Exercise details: Where does the string "shirt" appear in the records? Copy every line that contains it.

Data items
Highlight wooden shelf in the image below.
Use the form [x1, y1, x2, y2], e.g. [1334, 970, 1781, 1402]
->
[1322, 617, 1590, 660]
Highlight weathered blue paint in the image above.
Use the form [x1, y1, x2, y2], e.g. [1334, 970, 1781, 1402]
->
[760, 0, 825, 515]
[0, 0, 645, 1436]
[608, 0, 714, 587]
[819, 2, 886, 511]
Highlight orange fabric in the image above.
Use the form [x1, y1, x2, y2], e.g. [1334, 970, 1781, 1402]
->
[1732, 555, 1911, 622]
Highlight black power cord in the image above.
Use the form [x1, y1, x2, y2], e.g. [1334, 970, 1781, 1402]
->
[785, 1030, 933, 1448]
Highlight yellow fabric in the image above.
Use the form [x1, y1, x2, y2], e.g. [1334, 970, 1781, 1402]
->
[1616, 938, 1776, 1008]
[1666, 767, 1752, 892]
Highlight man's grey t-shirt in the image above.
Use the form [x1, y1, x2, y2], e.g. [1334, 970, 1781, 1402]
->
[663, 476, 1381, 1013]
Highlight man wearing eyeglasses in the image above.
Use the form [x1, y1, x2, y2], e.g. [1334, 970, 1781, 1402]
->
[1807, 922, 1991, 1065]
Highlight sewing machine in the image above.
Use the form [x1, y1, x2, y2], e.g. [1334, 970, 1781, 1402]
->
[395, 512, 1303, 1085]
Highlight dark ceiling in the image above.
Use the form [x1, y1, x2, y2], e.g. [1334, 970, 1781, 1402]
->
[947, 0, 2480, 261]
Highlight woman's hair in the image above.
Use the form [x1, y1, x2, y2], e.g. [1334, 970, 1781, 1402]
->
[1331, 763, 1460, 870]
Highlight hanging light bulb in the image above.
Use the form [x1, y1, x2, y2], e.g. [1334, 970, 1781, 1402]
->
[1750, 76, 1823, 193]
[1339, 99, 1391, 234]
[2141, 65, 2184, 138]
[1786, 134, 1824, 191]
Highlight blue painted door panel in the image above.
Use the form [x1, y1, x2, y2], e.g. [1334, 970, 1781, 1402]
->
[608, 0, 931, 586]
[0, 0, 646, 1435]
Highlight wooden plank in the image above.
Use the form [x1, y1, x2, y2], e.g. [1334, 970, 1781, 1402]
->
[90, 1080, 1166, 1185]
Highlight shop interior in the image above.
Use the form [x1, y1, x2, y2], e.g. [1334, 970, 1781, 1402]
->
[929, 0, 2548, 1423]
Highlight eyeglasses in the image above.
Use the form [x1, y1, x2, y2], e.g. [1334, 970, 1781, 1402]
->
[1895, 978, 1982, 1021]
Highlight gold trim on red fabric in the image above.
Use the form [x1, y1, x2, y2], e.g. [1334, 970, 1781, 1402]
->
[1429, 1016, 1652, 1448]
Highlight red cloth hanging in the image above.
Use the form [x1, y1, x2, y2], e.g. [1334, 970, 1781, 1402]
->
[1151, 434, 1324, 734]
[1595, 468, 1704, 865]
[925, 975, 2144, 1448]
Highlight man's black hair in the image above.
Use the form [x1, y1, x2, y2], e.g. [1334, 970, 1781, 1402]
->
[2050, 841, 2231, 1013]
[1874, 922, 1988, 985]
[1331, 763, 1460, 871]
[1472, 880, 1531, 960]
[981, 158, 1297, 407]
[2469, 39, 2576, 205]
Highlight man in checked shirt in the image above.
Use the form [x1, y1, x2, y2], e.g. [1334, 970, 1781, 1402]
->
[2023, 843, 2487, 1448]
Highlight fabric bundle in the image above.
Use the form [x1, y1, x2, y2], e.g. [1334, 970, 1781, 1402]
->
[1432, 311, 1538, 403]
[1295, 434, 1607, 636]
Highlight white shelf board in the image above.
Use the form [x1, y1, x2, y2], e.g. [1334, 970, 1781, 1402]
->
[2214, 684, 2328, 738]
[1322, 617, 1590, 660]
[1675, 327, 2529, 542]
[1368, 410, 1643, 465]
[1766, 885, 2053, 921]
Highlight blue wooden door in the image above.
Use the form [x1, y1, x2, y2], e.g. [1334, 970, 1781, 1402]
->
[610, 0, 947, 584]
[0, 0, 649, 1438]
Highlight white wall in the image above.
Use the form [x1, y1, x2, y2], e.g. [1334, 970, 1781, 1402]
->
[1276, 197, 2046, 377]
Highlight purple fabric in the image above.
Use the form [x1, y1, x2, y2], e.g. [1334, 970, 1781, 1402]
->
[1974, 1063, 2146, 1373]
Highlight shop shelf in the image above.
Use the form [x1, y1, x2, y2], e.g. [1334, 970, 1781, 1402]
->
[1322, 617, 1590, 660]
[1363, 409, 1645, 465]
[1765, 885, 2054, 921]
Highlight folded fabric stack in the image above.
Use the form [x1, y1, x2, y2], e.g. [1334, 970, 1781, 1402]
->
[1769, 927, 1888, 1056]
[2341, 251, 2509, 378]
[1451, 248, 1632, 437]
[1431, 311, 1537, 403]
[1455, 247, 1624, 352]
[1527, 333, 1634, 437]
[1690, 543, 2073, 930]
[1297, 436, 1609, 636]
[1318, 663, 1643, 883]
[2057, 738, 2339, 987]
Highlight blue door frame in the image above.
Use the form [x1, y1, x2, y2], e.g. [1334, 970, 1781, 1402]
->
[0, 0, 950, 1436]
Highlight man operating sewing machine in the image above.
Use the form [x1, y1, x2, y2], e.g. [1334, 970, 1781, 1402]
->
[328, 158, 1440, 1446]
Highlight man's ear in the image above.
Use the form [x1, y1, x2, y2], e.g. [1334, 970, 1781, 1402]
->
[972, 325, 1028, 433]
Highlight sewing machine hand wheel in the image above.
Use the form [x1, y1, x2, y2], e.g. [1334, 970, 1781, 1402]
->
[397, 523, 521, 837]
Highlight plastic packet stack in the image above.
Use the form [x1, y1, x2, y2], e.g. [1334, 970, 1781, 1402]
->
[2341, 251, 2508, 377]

Solution for this exercise:
Highlight man's grey t-shirt in the image above.
Highlight man in checked shirt in the image above.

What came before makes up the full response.